PROMPT - Give back exactly the lines of the material below, starting with the line with "Objective — a point for each instance of the wooden" and going on through the line with "Objective — a point for each instance of the lamp".

[EXERCISE INPUTS]

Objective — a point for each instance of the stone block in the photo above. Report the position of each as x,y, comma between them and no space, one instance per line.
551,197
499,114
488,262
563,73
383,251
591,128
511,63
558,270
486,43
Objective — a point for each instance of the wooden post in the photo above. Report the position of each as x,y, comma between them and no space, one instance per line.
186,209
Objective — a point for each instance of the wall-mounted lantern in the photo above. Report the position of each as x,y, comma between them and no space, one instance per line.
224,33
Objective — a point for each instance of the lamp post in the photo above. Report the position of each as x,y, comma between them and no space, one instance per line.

[/EXERCISE INPUTS]
[EXERCISE INPUTS]

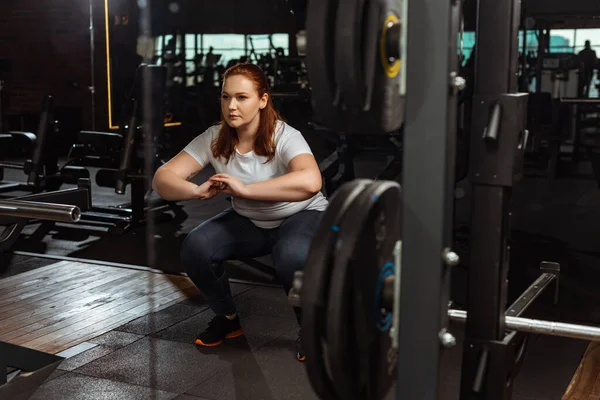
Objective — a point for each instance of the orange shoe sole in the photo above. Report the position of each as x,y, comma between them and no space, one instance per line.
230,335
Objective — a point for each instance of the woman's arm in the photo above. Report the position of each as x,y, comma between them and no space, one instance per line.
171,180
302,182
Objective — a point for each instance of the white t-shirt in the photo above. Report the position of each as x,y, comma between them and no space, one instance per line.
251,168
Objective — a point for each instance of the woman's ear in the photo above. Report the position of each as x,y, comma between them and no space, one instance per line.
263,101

[/EXERCISE INPUTS]

SOLUTION TO THIS EXERCISE -
Objective — a point for each instance of the wooden post in the photo above. Report the position of each as x,y, comma between them and no space, one instance per line.
186,209
Objective — a point for each instance of the wall-mounted lantern in the photo above. Report the position of each as x,y, comma between them and no space, one instance per line.
224,33
Objective — a point for each instance of the lamp post in the photo above. Report the position of each as x,y, comma between them and no space, one instance per line.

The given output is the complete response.